*SELECTED PASSAGE*:
= Beginning of Section =

I remember picking out my lunch box. I had already decided it needed to have some sort of mechanism to keep its contents chilled for up to a few hours. It had to shield its contents from the sun to avoid spoilage. It had to be soft enough so that glass would not crack when hitting the sides and large enough to carry several small boxes tossed in with the occasional small bottle. I found just what I needed at a major national chain store in the United States known for its cheap prices and relatively cheap quality: a red rectangle- shaped lunch box made out of pliable plastic with a gray vinyl lining, a zipper that sealed the 3 sides of the opening at the top, and a matching gray racing stripe all around, replete with 2 pockets for gel ice packs (included). I chose a model large enough to fit about 6 sandwiches stacked on top of each other and perhaps 2 small cartons of milk in the space left over.
I stored my lunch box on top of my refrigerator. That way, when needed, I could easily find it. I religiously froze the gel packs to ensure they were ready every time I needed them. The funny thing is, my lunch box never carried a morsel of food or a drop of drink. Rather, every 3 weeks, it carried my chemotherapy drugs.
In May 2008, a fainting spell and a case of severe anemia led to a cancer diagnosis. At the time, I worked in a border town in Northern Mexico. I had access to the medical facilities and programs at a local university. At no cost to me, these facilities and programs covered everything from my diagnosis to the entire chemotherapy regimen that followed. The only wrinkle was that I had to go to the university’s pharmacy every 3 weeks, collect my multitude of chemotherapy drugs, pack them carefully into my lunch box, cautiously walk to my car and place my lunch box on the front seat next to me, transport myself and the drugs to the nearby local hospital, leave my lunch box filled with potent drugs with the nurse who happened to be attending the nurse’s station at the time of my arrival, accommodate myself in my hospital room, and wait for the drugs to be administered.

= End of Section =

*TASK REQUIREMENTS*: Continue the account of carrying chemotherapy drugs in a lunch box from the point where it stops.

[Records from a dataset]
= Beginning of Section =

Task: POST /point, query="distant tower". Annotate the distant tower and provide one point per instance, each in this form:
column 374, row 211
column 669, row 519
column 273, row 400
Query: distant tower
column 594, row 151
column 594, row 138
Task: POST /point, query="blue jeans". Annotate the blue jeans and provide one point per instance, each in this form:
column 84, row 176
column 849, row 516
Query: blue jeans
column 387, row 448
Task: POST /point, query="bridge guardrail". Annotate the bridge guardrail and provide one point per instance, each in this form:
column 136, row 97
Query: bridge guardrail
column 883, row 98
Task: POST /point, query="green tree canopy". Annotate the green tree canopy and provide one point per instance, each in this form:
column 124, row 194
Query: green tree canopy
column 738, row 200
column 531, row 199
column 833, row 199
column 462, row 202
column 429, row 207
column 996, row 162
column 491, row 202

= End of Section =

*EXPECTED OUTPUT*:
I never quite got comfortable with this lunch box system of transporting drugs, though I did get used to the routine of bringing the doctor’s drug orders for my next session of chemotherapy to the university’s pharmacy each time I finished a session and, a few weeks later, packing up the drugs right before the following session. Sometimes, I would get more drugs than could be stored in my lunch box (either because more had been ordered or because the quantities available— packages of 10 vials instead of 5—were larger than usual). On those occasions, I would place the surplus medications in an extra bag I had brought along, making sure to place those that had to be kept cool in my lunch box. Other times, the necessary drugs did not come in as planned. On those occasions, I would place all the available drugs in the lunch box, carefully putting paper towels from the university pharmacy’s restroom in between bottles. No matter what the situation, my time at the pharmacy window would always end with the zipping up of my lunch box and the kind words “Que se mejore” (“Get better”) from the pharmacist.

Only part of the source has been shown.